AVAILABLE RECORDS
◇ ◇ ◇ ◇
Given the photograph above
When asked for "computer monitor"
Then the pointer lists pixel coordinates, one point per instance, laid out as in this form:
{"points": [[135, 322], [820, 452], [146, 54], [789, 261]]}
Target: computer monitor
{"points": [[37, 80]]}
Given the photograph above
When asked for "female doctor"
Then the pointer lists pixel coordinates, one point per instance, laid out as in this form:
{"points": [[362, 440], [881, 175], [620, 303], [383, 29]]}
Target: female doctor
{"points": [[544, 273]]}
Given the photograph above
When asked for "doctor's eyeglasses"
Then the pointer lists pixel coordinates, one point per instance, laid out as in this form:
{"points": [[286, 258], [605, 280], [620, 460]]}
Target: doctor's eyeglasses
◇ ◇ ◇ ◇
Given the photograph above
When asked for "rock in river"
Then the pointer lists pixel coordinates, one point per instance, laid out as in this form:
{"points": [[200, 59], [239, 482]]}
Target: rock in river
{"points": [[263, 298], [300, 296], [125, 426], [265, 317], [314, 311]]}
◇ ◇ ◇ ◇
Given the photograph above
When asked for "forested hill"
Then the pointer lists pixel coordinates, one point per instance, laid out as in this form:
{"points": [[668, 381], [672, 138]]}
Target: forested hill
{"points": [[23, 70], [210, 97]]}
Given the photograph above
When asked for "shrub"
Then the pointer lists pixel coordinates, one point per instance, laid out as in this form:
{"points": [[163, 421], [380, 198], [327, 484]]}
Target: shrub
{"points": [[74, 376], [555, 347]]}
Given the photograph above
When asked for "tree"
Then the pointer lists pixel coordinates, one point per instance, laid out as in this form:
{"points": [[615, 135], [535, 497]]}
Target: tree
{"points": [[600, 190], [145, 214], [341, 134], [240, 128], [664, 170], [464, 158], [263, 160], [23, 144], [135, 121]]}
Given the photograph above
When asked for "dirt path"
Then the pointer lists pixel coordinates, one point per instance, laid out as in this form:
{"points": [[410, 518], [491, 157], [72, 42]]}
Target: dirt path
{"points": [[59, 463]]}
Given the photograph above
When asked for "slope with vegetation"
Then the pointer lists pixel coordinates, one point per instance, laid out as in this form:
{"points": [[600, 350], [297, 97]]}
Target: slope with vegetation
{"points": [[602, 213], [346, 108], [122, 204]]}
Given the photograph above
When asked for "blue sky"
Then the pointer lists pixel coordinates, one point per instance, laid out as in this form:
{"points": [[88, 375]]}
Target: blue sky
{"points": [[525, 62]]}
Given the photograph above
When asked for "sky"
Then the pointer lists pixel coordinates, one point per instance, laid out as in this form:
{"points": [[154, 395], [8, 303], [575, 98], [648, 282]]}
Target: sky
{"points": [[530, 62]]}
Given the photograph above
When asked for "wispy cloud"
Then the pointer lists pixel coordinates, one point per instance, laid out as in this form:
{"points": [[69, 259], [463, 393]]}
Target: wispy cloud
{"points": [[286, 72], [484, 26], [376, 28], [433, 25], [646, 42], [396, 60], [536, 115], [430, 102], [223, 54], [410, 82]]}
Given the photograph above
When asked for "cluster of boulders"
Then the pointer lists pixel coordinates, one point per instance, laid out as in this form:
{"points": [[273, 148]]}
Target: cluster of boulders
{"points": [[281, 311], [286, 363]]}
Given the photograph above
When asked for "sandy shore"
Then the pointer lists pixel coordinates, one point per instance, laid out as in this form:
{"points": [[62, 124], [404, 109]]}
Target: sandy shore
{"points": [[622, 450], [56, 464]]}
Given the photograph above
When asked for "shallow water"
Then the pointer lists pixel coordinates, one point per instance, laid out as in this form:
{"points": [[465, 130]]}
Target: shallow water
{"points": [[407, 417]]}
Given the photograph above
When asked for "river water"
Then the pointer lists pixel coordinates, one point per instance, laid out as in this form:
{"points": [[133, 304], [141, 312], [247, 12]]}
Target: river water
◇ ◇ ◇ ◇
YOUR INSTRUCTIONS
Identify every line above that contains the string "rock" and copy each of those lines in full. Letter case matters.

THE RESULT
When asked for "rock in river"
Target: rock in river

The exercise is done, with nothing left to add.